WORK INSTRUCTIONS:
From the first line to the last, reproduce the data exactly.

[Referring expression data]
BEGIN

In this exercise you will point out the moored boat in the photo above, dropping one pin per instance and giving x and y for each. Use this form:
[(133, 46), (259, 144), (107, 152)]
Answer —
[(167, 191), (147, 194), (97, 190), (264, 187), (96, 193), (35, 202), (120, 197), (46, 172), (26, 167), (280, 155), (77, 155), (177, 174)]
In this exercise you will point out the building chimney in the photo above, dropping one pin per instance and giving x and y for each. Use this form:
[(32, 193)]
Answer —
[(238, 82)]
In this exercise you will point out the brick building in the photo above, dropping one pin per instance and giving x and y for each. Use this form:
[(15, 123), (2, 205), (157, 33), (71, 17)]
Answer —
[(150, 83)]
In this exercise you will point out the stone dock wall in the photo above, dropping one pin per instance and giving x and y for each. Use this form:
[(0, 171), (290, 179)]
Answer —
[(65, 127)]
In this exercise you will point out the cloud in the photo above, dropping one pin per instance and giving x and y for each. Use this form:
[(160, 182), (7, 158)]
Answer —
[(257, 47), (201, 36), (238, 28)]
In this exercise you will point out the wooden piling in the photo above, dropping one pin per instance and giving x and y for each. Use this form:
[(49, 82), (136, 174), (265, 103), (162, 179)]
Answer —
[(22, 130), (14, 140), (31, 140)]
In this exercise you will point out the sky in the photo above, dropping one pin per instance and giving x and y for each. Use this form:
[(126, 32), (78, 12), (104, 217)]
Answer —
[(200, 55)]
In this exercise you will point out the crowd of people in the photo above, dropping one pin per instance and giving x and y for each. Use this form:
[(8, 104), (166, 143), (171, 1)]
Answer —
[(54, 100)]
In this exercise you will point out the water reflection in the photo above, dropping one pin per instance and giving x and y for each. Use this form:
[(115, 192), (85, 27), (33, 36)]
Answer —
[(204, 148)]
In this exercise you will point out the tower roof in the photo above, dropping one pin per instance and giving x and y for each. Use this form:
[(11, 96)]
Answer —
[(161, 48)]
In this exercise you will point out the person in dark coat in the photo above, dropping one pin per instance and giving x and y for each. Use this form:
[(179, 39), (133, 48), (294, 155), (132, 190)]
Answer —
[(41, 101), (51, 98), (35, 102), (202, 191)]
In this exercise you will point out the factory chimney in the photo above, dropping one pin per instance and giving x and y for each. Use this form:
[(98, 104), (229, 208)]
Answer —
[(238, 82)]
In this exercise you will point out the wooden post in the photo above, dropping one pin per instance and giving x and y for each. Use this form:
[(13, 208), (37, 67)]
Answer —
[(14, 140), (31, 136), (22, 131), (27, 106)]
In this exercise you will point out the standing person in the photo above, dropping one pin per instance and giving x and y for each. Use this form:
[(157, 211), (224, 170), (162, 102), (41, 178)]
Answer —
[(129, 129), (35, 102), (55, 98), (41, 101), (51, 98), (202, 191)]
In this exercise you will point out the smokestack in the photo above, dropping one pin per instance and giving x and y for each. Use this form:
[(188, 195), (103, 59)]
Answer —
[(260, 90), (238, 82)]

END

RESULT OF THIS TASK:
In this exercise you will point out the moored boat in the photo above, dropping one pin per instance and giving x and y for each. Use this form:
[(133, 46), (259, 144), (107, 152)]
Answer —
[(167, 191), (147, 194), (97, 190), (264, 187), (96, 193), (35, 202), (120, 197), (46, 172), (26, 167), (280, 155), (77, 155), (177, 174)]
In this exercise you will point out the building chimney in the photo above, dropping one pin per instance and giving x and y for each. Use this form:
[(32, 193)]
Answer —
[(238, 82)]
In this exercise you will point out the brick building in the photo above, dropping one pin per instance and giving x and y for each. Use this form:
[(15, 123), (2, 205), (157, 33), (71, 17)]
Answer —
[(150, 83)]
In this exercise you will point out the stone dock wall in the photo above, dropping one pin per instance and giving x and y for each. Use this form:
[(0, 171), (290, 179)]
Answer —
[(65, 127)]
In this exercise you will point out the cloud in the photo above, dropping one pin per instance and giving x and y for each. Use this form:
[(160, 182), (7, 158)]
Answer —
[(257, 47), (201, 36), (238, 28)]
In this exercise you will point out the wooden piling in the photo above, dropping one pin per instance and giving x and y for each. Use this form:
[(49, 82), (136, 174), (265, 103), (162, 179)]
Answer —
[(22, 130), (14, 140), (31, 140)]
In this exercise you will point out the sky in the photo above, dropping one pin per instance and giving x and y for each. Use this form:
[(126, 32), (78, 12), (104, 217)]
Answer —
[(200, 55)]
In this exercise you will point out the crowd of people in the photo above, dropping one pin per instance and giving x and y for each. Use this form:
[(8, 104), (166, 143), (171, 1)]
Answer —
[(54, 100)]
In this exercise you will point out the water reflection in the photo above, dropping one pin per instance and giving x and y for each. Use this form:
[(115, 192), (85, 27), (33, 36)]
Answer —
[(204, 148)]
In this exercise you will point out the tower roof in the photo above, dropping one pin per instance and giving x and y for each. Use this form:
[(11, 96)]
Answer —
[(161, 48)]
In this exercise you will point out the person in dark coat in the photo above, dropping one pin per instance and giving x and y for each. Use this form:
[(179, 39), (133, 48), (294, 155), (132, 190)]
Answer —
[(41, 101), (51, 98), (35, 102), (202, 191)]
In this exercise you will point out the factory chimney in the photo above, dropping one pin per instance and giving x and y for each. Use this form:
[(98, 104), (229, 208)]
Answer —
[(238, 82)]
In this exercise you will point out the wooden post in the photo above, dropping one pin per instance and giving x and y for each. Use this form:
[(13, 208), (37, 67)]
Answer —
[(14, 140), (31, 136), (22, 131), (27, 106)]
In this exercise you will point out the standing person in the photo above, dropping one pin per instance and giving x and y for each. Use this form:
[(157, 211), (224, 170), (162, 102), (41, 178)]
Answer —
[(129, 129), (35, 102), (55, 98), (41, 101), (51, 98), (202, 191)]
In this exercise you will point out the smokestack in the photo above, dropping one pin per instance and giving x and y for each. Use this form:
[(188, 195), (103, 59)]
Answer —
[(260, 90), (238, 82)]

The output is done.